THE PROBLEM: Reproduce the material below word for word, omitting the pictures from your copy.

RECORDS FOR THE TASK:
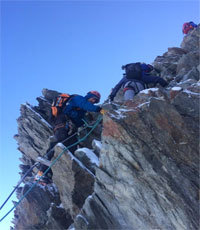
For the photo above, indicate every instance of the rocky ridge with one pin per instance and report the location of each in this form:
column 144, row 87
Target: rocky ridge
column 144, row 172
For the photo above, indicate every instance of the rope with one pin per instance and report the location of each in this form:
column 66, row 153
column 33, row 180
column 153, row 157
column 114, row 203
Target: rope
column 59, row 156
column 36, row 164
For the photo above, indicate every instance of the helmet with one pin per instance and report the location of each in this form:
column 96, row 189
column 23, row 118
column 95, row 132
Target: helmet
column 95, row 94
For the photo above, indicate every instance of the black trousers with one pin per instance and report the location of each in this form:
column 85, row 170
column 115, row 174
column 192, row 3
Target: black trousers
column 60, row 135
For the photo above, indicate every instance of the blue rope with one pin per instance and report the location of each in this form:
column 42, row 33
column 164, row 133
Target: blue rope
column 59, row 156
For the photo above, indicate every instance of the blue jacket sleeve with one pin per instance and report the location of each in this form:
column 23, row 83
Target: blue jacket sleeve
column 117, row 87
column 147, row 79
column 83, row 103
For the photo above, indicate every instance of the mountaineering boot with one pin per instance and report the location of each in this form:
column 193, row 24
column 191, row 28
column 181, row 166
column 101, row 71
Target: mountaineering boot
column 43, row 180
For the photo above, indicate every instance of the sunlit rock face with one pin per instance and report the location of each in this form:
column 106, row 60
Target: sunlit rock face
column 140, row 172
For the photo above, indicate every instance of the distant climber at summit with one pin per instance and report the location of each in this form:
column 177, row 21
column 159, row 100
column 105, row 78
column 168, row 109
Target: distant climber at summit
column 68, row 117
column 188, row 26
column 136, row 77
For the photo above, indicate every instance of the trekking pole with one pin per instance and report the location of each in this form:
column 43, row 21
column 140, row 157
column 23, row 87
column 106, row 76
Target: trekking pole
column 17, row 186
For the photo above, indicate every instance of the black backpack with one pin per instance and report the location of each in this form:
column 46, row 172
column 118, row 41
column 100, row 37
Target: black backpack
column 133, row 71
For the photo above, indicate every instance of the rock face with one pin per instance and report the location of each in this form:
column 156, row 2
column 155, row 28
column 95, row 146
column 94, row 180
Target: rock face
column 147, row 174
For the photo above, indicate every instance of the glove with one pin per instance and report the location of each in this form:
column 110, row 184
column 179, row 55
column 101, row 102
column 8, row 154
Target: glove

THE OUTPUT:
For the photo above, indicate every instance of the rocky ridge with one pin per instance and report the location of each in this form:
column 144, row 87
Target: rocky ridge
column 144, row 172
For the photo above, indicate every instance of the rope with one pin per instance and report the location of each in this form:
column 66, row 153
column 33, row 180
column 153, row 157
column 114, row 203
Target: rope
column 59, row 156
column 36, row 164
For the photo above, indicate every instance of the helmet with one pin per instance and report the location of each in this form:
column 96, row 189
column 23, row 118
column 95, row 132
Target: helmet
column 95, row 94
For the photo above, indicate every instance of the black trousers with one pin per instance and report the location of each in this form:
column 85, row 170
column 115, row 174
column 192, row 3
Target: black trousers
column 60, row 135
For the photo above, indicate every instance of the blue rope with one pin per instance and report the location of each in this form:
column 42, row 33
column 164, row 133
Target: blue rope
column 59, row 156
For the photo above, indicate every instance of the blue jacket sleeve with one pin per instance and report the location of each in this form:
column 23, row 83
Target: blue jacket sleeve
column 117, row 87
column 147, row 79
column 83, row 103
For the photo above, indicate every instance of the mountaineering boot with one pin per instance and report the location of each in this form:
column 193, row 24
column 191, row 28
column 181, row 166
column 101, row 71
Target: mountaineering boot
column 43, row 180
For the photo above, indicate every instance of the sunlit rock face with one pin per instance and report the location of each in this form:
column 106, row 60
Target: sunlit rock face
column 140, row 172
For the photo above, indicate every instance of the distant climber at summit with one pin per instance and report the location of each in this form:
column 177, row 21
column 159, row 100
column 105, row 78
column 168, row 109
Target: distant climber at summit
column 68, row 117
column 188, row 26
column 136, row 77
For the photo above, indicate every instance of the trekking pole with one pin per instance and report the location of each in this form:
column 43, row 21
column 140, row 157
column 23, row 87
column 106, row 76
Target: trekking pole
column 17, row 186
For the photo above, indicate every instance of the black backpack with one pin per instance and report the location of each in this form:
column 46, row 172
column 118, row 41
column 100, row 37
Target: black backpack
column 133, row 71
For the photo above, indicate every instance of the rock face with one pin per instance and report the location of each in this form:
column 156, row 2
column 155, row 28
column 95, row 146
column 94, row 180
Target: rock face
column 147, row 174
For the photo above, indicate every instance of the glove with one pin per instance and report the location of each in this form:
column 110, row 184
column 179, row 55
column 101, row 102
column 8, row 154
Target: glove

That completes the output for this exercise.